| Consigne A |
Résumez en deux phrases le texte sur l'État.
| Consigne B |
Poursuivez le texte sur l'État à partir de sa dernière phrase.

| Extrait du texte |
──────

L’État, qui est le terme moyen de la trilogie, est tourné d’un côté vers ses semblables, autres États équivalents, avec qui il défend son existence et l’existence du peuple qui le compose. Il entretient des relations d’États qui le positionne dans cet univers-là. Il doit gérer son positionnement, diffuser ses idées, convaincre les autres de l’évolution qu’il souhaite donner au monde dans son ensemble. L’histoire, sa capacité économique et militaire sont des critères qui interviennent dans la qualité des relations entretenues avec ses pairs. 

D’un autre côté, l’État est aussi le garant vis-à-vis du peuple que la société fonctionne dans de bonnes conditions. Les personnes en charge de l’organisation de la société seront jugées par les citoyens. Dans les républiques, ces personnes sont élues et peuvent être changées. 

La manière d’organiser la société, le choix des critères à prendre en compte, le fonctionnement de la répartition des richesses sont l’objet de tous les débats politiques.

──────

Données d'annotation de localisation d'objets:
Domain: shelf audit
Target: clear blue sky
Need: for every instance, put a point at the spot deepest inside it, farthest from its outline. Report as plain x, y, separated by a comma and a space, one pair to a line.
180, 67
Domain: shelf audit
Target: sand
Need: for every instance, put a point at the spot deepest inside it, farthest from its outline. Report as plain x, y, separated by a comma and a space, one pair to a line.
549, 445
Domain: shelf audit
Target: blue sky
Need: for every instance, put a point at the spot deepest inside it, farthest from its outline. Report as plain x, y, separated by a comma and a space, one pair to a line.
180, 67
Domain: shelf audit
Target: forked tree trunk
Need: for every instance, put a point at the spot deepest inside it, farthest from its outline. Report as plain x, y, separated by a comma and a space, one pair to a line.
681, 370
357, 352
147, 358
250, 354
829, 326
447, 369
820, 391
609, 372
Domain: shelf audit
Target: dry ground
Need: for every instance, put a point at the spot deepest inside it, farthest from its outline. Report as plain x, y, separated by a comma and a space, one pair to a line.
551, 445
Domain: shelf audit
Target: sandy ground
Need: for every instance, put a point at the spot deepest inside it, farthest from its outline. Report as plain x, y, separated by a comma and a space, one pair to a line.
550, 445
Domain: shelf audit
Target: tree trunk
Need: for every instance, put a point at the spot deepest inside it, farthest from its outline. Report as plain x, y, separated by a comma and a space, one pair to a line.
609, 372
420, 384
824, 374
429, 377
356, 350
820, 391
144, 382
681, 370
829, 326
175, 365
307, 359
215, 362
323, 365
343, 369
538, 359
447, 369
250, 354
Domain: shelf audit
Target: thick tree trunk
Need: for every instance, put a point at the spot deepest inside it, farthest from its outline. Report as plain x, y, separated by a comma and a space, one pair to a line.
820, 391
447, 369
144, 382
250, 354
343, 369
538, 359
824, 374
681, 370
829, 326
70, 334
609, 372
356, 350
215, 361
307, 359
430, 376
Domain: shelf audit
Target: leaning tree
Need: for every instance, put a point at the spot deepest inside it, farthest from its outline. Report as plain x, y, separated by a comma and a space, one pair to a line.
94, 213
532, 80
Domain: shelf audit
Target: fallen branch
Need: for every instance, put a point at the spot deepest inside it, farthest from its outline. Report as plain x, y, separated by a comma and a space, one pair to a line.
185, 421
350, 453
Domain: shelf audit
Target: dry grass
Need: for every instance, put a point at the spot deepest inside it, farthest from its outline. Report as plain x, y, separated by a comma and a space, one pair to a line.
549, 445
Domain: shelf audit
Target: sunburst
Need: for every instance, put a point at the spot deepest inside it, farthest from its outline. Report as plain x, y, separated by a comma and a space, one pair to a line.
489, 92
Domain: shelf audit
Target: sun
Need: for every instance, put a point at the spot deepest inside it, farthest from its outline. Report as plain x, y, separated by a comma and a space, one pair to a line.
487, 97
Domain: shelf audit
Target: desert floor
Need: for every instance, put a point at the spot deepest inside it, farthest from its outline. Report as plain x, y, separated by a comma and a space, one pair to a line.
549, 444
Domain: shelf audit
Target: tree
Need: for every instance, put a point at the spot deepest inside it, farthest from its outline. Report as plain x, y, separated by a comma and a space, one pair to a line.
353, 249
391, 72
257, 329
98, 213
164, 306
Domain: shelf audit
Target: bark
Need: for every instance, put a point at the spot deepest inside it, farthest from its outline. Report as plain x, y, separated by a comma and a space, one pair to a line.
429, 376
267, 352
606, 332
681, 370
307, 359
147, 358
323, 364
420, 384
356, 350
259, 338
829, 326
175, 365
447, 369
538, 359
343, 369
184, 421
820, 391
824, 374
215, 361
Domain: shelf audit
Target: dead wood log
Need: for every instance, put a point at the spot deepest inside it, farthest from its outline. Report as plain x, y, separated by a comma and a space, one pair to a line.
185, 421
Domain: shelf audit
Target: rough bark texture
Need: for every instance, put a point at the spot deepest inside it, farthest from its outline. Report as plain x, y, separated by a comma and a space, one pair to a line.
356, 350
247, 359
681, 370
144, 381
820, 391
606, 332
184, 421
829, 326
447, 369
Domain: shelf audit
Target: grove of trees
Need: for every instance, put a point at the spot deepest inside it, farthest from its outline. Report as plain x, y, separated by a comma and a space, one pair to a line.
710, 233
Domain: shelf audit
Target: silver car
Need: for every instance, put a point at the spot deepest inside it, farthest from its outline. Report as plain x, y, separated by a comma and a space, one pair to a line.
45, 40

──────

| Réponse A |
L'État, terme moyen de la trilogie, entretient avec les autres États des relations dans lesquelles il défend son existence et celle de son peuple, et où interviennent son histoire ainsi que sa capacité économique et militaire. Il garantit aussi au peuple le bon fonctionnement de la société, dont l'organisation et la répartition des richesses sont l'objet de tous les débats politiques.

| Réponse B |
 Mais l’État est également la matérialisation de la culture et de beaucoup de croyances et de valeurs inhérentes à cette société. Quelles sont les croyances auxquelles nous adhérons ? Aujourd’hui, la puissance de conviction de la société de consommation est difficile à remettre en question. La vie urbaine, avec un travail qui permet de gagner de l’argent et d’acheter ce qu’on veut, est un mythe hyper efficace ! Aucun peuple n’y résiste. Pourtant, parmi la population, les personnes qui sont effectivement dans cette situation sont peu nombreuses. La majorité survit dans ce contexte de consommation. Mais presque tous y croient, et c’est grâce à cette croyance que le système existe : tous les jours, chacun est d’accord pour passer 7 ou 8 heures à travailler pour réaliser sa contribution au système, et en tirer de cette façon son mode de subsistance. Ce qui le pousse à agir de la sorte me semble principalement relever de trois axes : une croyance dans ce modèle où l’argent est la voie de réalisation de ses rêves, un besoin de reconnaissance pour se sentir exister et satisfaire son ego, et un tropisme vers le pouvoir, principalement chez les mâles comme chez quelques grands singes (chimpanzés entre autres).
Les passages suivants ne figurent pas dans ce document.